Short task
Reproduce exactly the lines beginning with the line that contains "Pick out every instance of the sheer" and ending at the final line of the material below.

Records for this task
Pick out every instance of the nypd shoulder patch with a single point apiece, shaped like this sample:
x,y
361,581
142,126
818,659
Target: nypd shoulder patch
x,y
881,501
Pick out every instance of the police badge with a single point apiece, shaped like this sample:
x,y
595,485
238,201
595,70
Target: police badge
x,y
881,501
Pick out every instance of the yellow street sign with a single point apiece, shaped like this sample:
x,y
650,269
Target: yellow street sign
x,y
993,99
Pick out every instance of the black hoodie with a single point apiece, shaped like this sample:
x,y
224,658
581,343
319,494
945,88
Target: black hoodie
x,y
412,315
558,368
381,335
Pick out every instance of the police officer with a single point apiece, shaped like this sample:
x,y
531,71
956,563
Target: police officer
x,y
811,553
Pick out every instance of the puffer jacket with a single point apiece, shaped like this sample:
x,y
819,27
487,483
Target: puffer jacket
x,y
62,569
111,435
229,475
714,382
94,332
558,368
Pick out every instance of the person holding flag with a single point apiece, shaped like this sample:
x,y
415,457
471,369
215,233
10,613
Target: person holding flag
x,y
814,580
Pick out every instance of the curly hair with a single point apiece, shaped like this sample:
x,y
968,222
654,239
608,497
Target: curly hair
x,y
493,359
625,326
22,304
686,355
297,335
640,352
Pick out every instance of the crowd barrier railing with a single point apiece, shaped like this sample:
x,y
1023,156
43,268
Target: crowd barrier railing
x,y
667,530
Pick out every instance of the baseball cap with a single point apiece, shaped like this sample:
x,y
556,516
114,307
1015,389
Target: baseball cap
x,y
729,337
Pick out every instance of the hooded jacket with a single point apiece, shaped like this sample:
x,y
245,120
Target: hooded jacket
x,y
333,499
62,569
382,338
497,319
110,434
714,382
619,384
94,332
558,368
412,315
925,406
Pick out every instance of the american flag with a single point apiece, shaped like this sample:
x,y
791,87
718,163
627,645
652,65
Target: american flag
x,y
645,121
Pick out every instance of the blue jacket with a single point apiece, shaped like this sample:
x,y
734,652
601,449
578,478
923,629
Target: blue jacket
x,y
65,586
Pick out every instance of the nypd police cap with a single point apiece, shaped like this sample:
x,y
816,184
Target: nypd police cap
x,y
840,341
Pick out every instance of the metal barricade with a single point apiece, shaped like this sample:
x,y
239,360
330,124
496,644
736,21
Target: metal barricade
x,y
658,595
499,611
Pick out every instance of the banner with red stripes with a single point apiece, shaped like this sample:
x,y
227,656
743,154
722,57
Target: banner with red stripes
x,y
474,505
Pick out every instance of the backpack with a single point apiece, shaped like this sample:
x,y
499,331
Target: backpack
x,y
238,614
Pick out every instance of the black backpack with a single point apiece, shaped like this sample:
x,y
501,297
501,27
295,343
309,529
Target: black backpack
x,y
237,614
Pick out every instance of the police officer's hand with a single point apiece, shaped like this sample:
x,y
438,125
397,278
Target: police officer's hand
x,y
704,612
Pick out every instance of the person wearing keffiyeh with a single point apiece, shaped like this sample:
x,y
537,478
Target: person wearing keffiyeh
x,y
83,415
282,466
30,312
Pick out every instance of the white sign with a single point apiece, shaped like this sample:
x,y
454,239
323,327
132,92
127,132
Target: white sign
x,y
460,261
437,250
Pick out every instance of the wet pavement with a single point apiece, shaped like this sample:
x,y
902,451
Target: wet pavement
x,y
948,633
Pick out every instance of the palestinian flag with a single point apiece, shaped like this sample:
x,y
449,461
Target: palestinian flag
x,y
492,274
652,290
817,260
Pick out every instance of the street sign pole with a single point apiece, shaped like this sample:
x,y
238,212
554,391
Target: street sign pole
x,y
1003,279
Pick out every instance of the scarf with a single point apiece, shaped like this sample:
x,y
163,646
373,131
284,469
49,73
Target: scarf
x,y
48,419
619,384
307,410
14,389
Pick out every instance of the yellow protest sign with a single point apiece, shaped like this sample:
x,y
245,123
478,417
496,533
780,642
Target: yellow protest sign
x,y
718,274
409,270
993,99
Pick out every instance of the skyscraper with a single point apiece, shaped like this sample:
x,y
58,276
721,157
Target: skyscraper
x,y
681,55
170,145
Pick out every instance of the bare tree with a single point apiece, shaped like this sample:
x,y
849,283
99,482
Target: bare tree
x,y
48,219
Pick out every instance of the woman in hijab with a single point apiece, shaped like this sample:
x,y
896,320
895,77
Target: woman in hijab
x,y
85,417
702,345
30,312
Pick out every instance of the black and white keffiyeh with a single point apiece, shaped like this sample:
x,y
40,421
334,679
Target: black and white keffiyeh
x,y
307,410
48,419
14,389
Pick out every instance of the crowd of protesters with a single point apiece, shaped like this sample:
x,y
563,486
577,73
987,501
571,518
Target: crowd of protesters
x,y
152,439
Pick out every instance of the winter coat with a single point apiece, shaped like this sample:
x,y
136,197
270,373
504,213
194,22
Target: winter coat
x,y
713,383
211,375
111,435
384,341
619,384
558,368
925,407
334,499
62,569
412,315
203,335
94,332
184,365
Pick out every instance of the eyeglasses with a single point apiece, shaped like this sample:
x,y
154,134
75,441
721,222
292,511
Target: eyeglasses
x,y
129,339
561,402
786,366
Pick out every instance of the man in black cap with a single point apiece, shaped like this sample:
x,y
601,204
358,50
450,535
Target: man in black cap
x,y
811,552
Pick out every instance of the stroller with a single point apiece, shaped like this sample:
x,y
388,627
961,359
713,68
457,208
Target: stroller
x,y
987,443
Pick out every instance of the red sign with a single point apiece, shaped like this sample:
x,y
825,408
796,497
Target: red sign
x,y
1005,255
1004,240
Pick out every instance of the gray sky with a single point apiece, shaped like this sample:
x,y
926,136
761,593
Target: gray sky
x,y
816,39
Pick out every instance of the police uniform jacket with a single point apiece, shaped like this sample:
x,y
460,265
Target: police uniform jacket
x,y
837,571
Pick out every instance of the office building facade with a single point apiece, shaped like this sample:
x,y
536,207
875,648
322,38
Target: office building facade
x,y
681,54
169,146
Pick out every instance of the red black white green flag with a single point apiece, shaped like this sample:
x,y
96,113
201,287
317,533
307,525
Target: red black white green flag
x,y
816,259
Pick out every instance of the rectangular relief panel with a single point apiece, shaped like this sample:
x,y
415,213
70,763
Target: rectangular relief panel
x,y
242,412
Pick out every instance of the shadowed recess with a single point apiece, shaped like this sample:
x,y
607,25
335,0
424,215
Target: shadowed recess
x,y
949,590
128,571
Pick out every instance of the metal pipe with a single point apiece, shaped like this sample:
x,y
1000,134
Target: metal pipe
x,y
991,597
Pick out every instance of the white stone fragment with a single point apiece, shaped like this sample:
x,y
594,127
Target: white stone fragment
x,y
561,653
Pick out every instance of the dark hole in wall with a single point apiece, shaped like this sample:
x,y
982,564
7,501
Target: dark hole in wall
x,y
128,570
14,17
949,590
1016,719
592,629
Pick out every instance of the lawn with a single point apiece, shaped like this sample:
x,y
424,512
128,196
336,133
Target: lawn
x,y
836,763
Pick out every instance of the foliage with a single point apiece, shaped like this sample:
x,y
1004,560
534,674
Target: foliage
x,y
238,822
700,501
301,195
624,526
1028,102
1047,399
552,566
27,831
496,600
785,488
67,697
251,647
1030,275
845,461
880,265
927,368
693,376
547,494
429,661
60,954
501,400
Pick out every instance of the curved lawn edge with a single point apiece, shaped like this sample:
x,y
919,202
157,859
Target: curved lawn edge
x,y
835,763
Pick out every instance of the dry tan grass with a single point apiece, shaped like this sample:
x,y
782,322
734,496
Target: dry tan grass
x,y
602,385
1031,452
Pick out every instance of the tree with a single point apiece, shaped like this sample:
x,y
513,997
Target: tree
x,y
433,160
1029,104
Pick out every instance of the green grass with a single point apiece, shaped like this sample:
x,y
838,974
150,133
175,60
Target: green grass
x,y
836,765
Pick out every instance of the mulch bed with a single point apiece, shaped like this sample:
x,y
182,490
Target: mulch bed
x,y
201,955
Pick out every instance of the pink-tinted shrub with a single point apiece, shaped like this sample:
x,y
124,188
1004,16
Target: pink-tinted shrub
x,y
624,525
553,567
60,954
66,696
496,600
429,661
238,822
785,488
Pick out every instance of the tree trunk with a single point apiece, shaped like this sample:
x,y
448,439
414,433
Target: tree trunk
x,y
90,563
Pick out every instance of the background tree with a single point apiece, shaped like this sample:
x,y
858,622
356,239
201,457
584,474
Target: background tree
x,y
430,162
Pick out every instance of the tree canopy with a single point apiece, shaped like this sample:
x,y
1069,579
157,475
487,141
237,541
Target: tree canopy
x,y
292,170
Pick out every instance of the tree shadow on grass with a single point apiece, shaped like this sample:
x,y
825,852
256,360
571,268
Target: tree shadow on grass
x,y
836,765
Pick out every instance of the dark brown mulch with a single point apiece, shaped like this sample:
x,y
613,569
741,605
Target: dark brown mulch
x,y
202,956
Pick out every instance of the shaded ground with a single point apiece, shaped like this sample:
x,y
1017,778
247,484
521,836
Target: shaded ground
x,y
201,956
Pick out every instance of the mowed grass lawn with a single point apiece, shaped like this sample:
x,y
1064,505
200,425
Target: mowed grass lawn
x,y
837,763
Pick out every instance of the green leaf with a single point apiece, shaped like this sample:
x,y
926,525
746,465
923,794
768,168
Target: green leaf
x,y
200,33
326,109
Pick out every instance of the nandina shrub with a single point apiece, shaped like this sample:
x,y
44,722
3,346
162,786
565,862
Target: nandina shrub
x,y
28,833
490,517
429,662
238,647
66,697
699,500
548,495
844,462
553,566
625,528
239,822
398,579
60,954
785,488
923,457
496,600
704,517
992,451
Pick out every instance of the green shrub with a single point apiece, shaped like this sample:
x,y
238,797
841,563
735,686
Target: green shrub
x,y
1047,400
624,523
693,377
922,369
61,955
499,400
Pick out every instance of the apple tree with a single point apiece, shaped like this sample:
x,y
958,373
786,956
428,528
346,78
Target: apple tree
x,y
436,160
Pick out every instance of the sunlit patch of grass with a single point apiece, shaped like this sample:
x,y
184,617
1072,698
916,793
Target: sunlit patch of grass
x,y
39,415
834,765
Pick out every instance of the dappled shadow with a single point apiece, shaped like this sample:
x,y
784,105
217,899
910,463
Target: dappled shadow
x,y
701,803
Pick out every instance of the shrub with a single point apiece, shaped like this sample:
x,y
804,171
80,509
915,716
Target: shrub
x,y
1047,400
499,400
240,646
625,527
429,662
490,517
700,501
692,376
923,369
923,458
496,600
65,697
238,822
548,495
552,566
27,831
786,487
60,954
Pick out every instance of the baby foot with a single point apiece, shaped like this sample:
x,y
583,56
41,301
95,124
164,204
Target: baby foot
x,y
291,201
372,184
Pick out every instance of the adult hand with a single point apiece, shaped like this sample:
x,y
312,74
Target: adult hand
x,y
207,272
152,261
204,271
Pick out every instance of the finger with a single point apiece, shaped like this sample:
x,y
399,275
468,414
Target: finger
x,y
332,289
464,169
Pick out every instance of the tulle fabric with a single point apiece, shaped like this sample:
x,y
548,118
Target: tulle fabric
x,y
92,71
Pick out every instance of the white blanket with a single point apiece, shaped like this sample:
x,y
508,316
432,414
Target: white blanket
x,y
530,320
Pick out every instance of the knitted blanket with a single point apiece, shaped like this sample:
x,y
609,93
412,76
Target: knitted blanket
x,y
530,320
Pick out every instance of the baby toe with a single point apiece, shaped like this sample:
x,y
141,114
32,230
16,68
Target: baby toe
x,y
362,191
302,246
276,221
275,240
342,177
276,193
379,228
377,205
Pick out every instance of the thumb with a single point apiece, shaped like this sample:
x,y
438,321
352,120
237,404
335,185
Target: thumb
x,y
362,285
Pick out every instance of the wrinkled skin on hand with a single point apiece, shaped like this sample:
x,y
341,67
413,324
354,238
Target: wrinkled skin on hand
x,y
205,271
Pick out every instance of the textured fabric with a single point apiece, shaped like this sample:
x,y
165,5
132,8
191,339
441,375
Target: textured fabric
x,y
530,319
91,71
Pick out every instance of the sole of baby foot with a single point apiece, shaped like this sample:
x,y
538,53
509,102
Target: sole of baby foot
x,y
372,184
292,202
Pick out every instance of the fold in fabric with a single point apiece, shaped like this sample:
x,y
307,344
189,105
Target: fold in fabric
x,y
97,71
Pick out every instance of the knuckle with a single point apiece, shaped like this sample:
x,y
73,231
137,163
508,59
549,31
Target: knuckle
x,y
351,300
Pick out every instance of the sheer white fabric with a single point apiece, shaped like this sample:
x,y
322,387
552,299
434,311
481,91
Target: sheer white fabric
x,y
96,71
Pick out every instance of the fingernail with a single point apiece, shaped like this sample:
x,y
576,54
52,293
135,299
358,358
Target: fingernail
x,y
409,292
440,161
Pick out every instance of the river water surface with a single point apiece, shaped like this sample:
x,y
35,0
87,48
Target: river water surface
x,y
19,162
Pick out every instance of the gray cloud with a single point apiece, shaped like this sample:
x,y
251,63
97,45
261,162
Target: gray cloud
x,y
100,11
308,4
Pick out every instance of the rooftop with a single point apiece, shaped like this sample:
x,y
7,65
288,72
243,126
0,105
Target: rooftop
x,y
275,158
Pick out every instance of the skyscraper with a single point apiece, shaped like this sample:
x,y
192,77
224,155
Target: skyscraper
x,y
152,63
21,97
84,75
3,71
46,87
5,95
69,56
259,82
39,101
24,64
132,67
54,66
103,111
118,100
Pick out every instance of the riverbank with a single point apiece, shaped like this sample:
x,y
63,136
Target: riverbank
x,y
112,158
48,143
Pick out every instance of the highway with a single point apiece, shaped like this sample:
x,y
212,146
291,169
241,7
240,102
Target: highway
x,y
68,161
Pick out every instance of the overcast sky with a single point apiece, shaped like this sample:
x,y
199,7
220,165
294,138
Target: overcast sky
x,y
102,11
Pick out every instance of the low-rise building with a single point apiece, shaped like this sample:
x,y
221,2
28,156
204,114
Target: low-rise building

The solution
Pick out every instance of the sheer white fabric with a single point apiece, shaped like this sample:
x,y
322,387
552,299
434,311
481,91
Target: sheer white fabric
x,y
96,71
Pick out every instance of the fingernail with a single point apiece, shaped like this sample:
x,y
576,54
52,293
135,299
358,358
Target: fingernail
x,y
409,292
440,161
Pick out every instance of the river water surface with a single point apiece, shaped like this sample:
x,y
35,0
87,48
Target: river water surface
x,y
19,162
Pick out every instance of the gray cloud with a single point apiece, shaped like this sample:
x,y
251,63
97,45
261,162
Target: gray cloud
x,y
100,11
308,4
Pick out every instance of the rooftop with a single point apiece, shaped like this sample:
x,y
7,65
288,72
243,126
0,105
Target: rooftop
x,y
275,158
Pick out every instance of the skyscraper with a single point apiece, shaped like this sample:
x,y
192,77
224,155
Target: skyscraper
x,y
152,63
21,97
84,75
3,71
46,87
5,95
69,56
259,82
39,101
24,64
132,67
54,66
103,111
118,100
Pick out every instance of the riverbank with a single point apiece, shaped like this sample:
x,y
63,136
Target: riverbank
x,y
112,158
48,143
Pick out every instance of the highway with a single point apiece, shaped like this sample:
x,y
212,146
291,169
241,7
240,102
Target: highway
x,y
68,161
Pick out every instance of the overcast sky with a single point apiece, shaped like this sample:
x,y
199,7
220,165
294,138
Target: overcast sky
x,y
102,11
Pick out every instance of the low-rise building with a single point apiece, shaped like this sample:
x,y
221,2
28,156
204,114
Target: low-rise building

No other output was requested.